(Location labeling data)
* * * * * * * * *

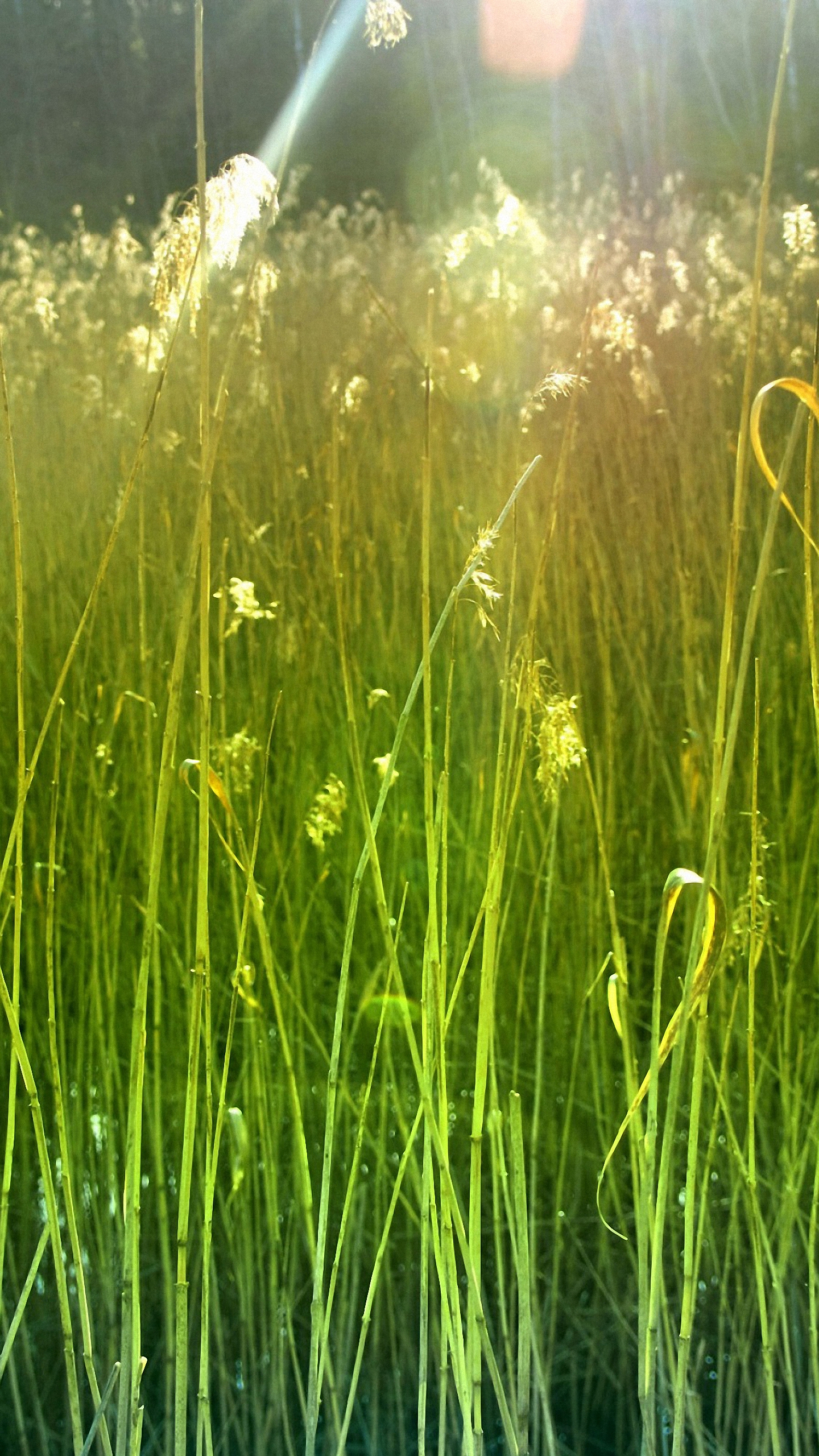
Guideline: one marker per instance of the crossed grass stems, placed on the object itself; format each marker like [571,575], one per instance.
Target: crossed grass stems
[448,1238]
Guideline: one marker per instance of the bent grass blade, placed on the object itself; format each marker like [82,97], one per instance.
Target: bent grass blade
[713,940]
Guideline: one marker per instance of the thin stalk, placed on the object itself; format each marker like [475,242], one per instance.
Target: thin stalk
[203,1395]
[742,453]
[714,839]
[201,969]
[431,974]
[18,841]
[688,1252]
[60,1107]
[524,1275]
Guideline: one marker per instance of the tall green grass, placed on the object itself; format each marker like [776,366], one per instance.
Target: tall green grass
[340,1028]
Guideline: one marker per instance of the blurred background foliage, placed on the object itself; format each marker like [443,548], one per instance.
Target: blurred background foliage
[97,102]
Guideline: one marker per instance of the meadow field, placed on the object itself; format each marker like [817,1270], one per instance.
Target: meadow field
[344,792]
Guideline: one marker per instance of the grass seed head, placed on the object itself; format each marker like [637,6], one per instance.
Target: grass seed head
[560,746]
[327,812]
[385,22]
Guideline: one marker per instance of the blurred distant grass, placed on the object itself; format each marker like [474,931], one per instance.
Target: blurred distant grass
[318,529]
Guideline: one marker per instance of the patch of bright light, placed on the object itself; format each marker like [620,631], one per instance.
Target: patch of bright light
[308,88]
[531,38]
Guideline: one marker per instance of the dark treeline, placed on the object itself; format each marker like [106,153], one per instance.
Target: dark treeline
[97,101]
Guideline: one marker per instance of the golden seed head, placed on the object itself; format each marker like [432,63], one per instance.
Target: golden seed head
[385,22]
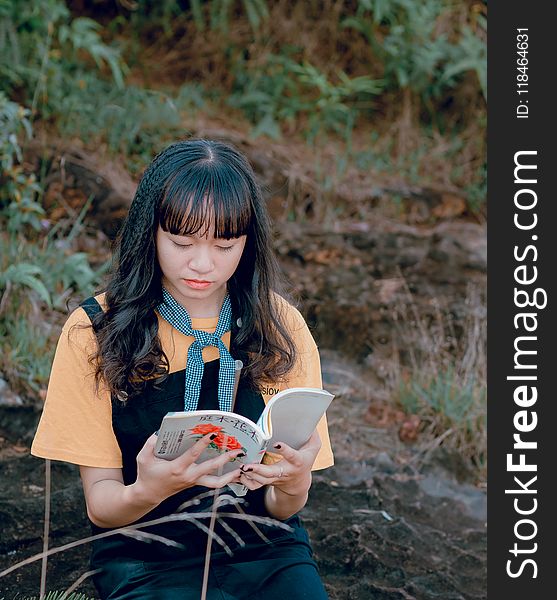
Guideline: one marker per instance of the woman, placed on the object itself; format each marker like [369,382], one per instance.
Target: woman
[194,287]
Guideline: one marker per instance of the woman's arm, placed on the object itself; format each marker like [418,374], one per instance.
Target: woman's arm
[110,503]
[288,480]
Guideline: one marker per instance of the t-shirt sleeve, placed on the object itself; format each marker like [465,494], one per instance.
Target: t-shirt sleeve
[76,423]
[307,373]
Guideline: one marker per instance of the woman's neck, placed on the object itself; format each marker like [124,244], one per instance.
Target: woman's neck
[199,308]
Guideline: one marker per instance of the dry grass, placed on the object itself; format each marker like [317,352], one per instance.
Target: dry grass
[438,372]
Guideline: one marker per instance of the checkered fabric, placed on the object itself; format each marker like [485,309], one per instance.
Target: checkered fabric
[173,312]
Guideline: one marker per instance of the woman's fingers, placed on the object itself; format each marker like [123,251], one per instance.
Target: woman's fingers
[210,465]
[218,481]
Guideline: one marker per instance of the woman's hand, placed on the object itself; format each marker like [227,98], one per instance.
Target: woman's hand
[291,475]
[110,503]
[158,478]
[289,480]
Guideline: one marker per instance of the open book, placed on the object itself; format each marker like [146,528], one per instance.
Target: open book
[290,417]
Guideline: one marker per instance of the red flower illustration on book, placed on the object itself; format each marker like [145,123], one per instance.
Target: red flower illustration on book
[205,428]
[226,442]
[223,442]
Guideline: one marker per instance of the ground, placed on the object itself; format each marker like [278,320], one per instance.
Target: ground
[392,519]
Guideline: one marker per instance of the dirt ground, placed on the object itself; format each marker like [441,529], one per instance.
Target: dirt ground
[391,520]
[386,521]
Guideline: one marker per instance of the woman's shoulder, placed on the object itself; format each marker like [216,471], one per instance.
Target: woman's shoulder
[78,323]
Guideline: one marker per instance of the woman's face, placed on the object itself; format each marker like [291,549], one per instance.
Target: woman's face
[195,268]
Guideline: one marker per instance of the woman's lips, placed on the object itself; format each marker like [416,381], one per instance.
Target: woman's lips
[197,284]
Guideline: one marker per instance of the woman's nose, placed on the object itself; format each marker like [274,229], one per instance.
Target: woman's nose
[201,261]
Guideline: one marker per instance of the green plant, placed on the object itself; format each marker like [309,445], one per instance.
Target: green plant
[18,190]
[41,46]
[60,595]
[283,91]
[417,52]
[220,12]
[439,374]
[133,121]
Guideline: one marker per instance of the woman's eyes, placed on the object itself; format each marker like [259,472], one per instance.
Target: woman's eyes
[221,248]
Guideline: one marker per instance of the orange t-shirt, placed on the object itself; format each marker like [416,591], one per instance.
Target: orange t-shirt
[76,423]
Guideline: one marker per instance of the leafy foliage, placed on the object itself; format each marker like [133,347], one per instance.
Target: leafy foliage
[35,271]
[416,52]
[283,91]
[40,44]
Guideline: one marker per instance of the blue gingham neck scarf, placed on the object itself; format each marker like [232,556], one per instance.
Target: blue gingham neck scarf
[175,314]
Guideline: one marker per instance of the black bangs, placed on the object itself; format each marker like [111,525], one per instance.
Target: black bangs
[204,194]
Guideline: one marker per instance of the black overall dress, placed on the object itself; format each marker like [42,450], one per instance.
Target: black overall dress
[278,566]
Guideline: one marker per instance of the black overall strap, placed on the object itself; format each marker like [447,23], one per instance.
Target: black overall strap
[92,308]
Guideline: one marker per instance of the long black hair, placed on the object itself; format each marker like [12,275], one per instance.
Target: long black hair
[187,187]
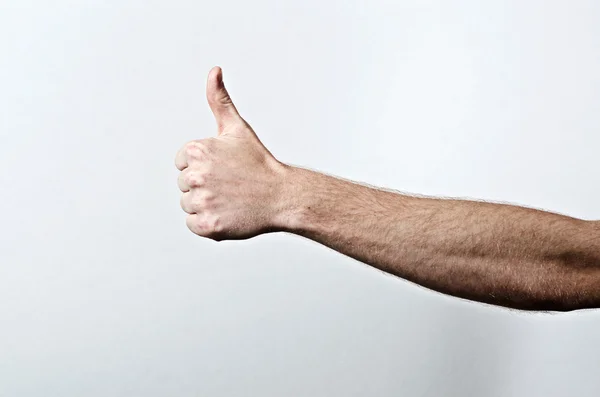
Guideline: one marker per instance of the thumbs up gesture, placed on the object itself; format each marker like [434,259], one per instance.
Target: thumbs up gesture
[232,185]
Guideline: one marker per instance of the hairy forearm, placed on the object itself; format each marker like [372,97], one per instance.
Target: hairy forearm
[500,254]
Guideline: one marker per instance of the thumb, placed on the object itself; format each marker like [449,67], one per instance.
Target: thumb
[219,100]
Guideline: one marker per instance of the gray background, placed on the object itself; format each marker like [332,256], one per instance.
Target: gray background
[104,291]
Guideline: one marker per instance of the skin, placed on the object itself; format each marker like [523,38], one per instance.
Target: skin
[515,257]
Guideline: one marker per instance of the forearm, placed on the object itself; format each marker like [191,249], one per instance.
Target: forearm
[494,253]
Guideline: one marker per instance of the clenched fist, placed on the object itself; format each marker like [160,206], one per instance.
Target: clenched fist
[232,185]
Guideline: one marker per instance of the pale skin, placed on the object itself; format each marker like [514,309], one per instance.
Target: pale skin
[234,188]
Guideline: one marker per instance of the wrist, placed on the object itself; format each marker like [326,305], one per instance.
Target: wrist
[295,198]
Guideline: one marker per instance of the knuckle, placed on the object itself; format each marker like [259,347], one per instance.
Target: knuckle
[214,228]
[195,179]
[194,149]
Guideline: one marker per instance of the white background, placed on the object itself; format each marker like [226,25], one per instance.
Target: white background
[104,291]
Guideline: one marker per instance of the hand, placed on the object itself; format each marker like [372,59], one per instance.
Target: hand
[231,183]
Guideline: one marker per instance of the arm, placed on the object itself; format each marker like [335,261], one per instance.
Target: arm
[234,188]
[500,254]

* * * * * * * * *

Rewrite every line of the data from the one containing "Guideline: one marker per instance of the skin, placed" through the end, and raise each coordinate in the bracketed answer points by 101. Leave all other lines unchanged, including the sample formats.

### Exercise output
Guideline: one marker per instance of the skin, placed on the object itself; format each marker like [523,38], one per instance.
Target: skin
[616,358]
Guideline: one marker per instance of the forearm, placed on the object itself; format each marker like [191,249], one per instance.
Target: forearm
[595,354]
Guideline: one marker per instance of the clenched fist, placed on the object itself; format each marker like [160,206], one per instance.
Target: clenched fist
[333,286]
Guideline: one marker per instance of the pale skin, placed on the object itself; format each marker like [514,309], one per instance.
Target: pale skin
[335,289]
Guideline: one marker per instance of the wrist, placed on the object itself; format each marker like [326,305], one per instance.
Target: wrist
[396,299]
Guideline: one marker per instance of the knuckle, placed on the object itself; format each marker like [259,347], one per instance.
Target: knuckle
[315,329]
[296,280]
[295,250]
Guideline: one marker per instance of the white background, placed on the object itself; format each marker like [226,25], one per instance.
Target: white background
[205,392]
Guideline: one marker per instance of the hand, placed on the object itself; format each marker like [372,59], one per instance.
Target: hand
[332,284]
Guideline: one marker per instance of the arm, placed on the object itself; format each marker like [335,261], one per instance.
Target: arm
[335,289]
[601,355]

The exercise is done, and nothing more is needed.